Although I do get dark thoughts, musings and somehow fantasize about things like that. Reality actually is very important for me. I worked extremely hard for my education, schooling, studying, dedication and where I am. At the moment there is just simply no one to replace me so it is not a good idea to get a check out. All these things conspire against me or you can say work for me. Whichever way you want to look at it. There's really no one I know in real life who would say that this dark thought is a good idea. I think it would have to get way worse.

And fortunately my doctor is reasonably generous. I also have discovered that there is an over-the-counter Codeine available in this country and if worse gets to worse, just an 8 mg of Codeine is very potent for me. I happen to be one of the lucky people that has one of those enzymatic mutations that converts Codeine to Morphine. So I feel it and it is strong. Almost to the point you don't really want to end it all or you'll never get that Morphine hit again. Again, that sounds so stupid. A powerful opiate actually is keeping me alive. And I don't take more than one or it will lose its effect and I will get hooked. So I keep that like a special chocolate or a little special candy. And I'm totally well aware combining sedatives can be deadly. In a case like this, it would be completely accidental. I am very cautious.
 
Thanks for the hugs, hugs are more important than you can imagine. [I never got them when I was a kid and needed them most, thanks guys].

Data segment:

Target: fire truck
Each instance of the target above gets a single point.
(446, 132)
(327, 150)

Task objective:
Please rewrite the post's passage starting with "Although I do" and going on through "get way worse.", putting "training" in place of "education".

The completed task:
Although I do get dark thoughts, musings and somehow fantasize about things like that. Reality actually is very important for me. I worked extremely hard for my training, schooling, studying, dedication and where I am. At the moment there is just simply no one to replace me so it is not a good idea to get a check out. All these things conspire against me or you can say work for me. Whichever way you want to look at it. There's really no one I know in real life who would say that this dark thought is a good idea. I think it would have to get way worse.